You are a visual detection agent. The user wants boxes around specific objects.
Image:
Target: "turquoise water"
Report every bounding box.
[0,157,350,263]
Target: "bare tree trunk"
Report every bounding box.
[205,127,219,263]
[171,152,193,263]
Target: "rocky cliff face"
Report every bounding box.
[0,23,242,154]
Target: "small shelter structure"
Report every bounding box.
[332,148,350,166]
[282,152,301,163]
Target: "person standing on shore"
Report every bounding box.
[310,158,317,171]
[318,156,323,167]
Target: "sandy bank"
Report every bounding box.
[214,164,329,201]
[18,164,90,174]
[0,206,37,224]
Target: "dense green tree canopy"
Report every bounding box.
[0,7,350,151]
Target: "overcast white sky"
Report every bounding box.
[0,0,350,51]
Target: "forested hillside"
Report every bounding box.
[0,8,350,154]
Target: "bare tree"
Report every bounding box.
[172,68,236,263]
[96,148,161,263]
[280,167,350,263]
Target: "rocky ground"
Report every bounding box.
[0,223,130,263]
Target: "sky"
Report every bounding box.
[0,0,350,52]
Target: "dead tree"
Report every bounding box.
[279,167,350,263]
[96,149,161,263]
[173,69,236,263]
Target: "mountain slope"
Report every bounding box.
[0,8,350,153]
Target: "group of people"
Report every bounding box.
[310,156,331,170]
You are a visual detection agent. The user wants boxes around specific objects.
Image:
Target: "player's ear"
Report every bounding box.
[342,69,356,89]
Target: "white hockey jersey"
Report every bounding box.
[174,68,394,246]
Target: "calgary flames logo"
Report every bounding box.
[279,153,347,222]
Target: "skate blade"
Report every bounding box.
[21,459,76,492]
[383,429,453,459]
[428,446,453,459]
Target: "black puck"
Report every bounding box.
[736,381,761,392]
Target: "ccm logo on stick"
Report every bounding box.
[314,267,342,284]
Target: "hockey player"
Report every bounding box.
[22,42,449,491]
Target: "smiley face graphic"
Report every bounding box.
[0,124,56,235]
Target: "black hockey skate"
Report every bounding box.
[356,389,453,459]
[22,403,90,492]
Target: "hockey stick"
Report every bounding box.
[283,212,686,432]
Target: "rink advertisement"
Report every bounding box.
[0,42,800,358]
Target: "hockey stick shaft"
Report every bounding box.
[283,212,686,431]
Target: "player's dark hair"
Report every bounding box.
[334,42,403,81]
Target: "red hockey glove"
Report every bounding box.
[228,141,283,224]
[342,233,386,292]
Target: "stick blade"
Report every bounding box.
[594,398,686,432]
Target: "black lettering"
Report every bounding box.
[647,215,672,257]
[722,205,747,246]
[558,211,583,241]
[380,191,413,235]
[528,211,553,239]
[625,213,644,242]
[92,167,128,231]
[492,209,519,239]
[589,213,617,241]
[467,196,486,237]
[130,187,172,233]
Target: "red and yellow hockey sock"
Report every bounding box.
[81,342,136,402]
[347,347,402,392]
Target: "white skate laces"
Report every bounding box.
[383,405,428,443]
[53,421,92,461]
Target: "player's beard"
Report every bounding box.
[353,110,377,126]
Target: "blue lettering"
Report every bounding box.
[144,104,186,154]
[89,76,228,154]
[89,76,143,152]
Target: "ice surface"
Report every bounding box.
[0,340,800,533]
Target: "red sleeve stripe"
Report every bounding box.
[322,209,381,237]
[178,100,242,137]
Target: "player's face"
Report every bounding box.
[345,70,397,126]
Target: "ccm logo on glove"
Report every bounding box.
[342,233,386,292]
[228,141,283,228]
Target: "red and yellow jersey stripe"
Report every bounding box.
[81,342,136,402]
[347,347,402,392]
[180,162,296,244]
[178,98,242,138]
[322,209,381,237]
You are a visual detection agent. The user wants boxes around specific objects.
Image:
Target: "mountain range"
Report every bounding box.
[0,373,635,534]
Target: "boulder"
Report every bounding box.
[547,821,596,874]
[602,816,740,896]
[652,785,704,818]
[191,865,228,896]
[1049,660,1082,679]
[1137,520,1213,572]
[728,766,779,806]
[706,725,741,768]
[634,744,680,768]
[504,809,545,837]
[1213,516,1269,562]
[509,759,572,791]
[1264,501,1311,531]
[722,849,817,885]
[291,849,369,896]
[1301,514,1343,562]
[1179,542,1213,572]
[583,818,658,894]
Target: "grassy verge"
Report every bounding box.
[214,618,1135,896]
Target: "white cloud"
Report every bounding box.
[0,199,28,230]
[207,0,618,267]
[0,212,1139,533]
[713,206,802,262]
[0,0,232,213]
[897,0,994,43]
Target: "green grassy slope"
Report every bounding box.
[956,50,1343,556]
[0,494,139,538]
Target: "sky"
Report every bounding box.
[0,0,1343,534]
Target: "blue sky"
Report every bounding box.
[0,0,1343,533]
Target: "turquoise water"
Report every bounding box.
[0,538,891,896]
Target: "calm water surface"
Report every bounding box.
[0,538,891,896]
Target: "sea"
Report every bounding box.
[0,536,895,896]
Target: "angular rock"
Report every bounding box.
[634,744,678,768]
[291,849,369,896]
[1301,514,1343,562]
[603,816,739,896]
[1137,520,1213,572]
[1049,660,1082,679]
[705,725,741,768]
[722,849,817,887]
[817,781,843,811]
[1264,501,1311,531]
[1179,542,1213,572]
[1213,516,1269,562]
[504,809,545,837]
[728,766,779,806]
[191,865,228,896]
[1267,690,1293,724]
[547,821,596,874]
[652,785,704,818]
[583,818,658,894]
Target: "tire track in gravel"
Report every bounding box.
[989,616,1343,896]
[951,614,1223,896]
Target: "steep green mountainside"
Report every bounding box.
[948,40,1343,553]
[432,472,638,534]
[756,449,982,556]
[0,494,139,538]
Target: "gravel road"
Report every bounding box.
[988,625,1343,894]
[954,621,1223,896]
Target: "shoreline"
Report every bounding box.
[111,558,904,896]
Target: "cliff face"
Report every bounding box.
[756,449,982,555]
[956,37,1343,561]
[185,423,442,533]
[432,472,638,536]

> _Task_: In the records above, rewrite the lines from the one containing "and yellow hockey" through the one containing "[0,373,635,534]", inclusive, swapping "beard" for "mustache" and leaving everything else as it is.

> _Reply_:
Target: "red and yellow hockey sock"
Report every bounding box.
[81,342,136,402]
[347,347,402,392]
Target: "white skate laces"
Report every bounding box.
[383,405,428,443]
[53,421,92,461]
Target: "player's mustache"
Report every bounding box.
[353,110,377,126]
Target: "blue lettering"
Report every bounding box.
[144,104,186,154]
[89,76,228,154]
[89,76,143,152]
Target: "ice surface"
Report every bounding box.
[0,340,800,533]
Target: "red sleeve stripe"
Report every bounding box.
[322,209,381,237]
[178,100,242,137]
Target: "player's face"
Report every bounding box.
[345,70,397,126]
Target: "ccm logo on glove"
Report every bounding box.
[342,233,386,292]
[228,141,283,228]
Target: "red and yellow jersey stripe"
Report every bounding box.
[81,342,136,402]
[347,347,402,392]
[180,162,296,244]
[178,98,242,138]
[322,209,381,237]
You are a visual detection agent. The user wants boxes around specific objects.
Image:
Target: "mountain range"
Report every bounding box.
[0,373,635,534]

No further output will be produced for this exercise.